**Einträge**

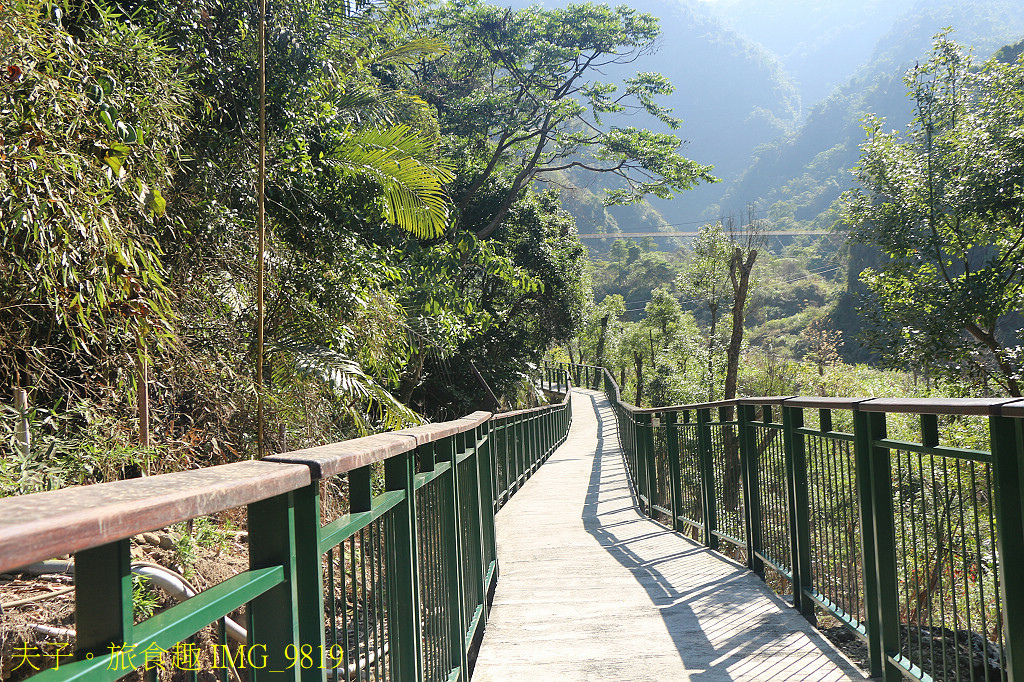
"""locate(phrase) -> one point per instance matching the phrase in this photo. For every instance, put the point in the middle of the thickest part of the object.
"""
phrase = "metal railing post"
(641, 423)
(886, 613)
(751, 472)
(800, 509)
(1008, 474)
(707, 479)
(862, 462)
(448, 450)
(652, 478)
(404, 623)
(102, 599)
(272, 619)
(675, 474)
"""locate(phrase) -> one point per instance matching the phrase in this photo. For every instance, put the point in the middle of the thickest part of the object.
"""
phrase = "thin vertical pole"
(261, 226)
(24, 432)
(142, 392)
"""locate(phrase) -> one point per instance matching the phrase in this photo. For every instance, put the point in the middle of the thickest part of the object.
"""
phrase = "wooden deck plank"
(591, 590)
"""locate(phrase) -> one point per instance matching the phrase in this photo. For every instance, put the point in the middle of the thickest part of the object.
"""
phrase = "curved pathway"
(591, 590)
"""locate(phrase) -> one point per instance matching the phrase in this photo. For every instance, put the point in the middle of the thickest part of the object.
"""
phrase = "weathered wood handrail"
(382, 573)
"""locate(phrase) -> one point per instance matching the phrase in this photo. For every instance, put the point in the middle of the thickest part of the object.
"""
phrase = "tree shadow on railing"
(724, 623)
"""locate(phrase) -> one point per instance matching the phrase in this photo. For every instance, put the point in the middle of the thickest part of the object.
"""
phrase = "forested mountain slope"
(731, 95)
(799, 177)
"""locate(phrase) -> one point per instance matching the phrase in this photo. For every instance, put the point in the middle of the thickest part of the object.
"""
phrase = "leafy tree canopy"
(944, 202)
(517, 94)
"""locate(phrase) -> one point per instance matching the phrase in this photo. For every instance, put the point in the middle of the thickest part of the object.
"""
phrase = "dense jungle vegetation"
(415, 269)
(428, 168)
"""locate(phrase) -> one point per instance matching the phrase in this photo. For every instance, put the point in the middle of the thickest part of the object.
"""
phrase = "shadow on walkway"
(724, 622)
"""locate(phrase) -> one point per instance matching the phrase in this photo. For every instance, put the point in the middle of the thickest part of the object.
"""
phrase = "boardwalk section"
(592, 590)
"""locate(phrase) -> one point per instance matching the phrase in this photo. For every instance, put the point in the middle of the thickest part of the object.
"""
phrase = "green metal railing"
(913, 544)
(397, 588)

**Anweisung**
Zeigen Sie jede Zeile der obigen Einträge, in der das Wort „metal“ vorkommt. Achten Sie dabei auf Groß- und Kleinschreibung.

**Lösung**
phrase = "metal railing post"
phrase = "green metal railing"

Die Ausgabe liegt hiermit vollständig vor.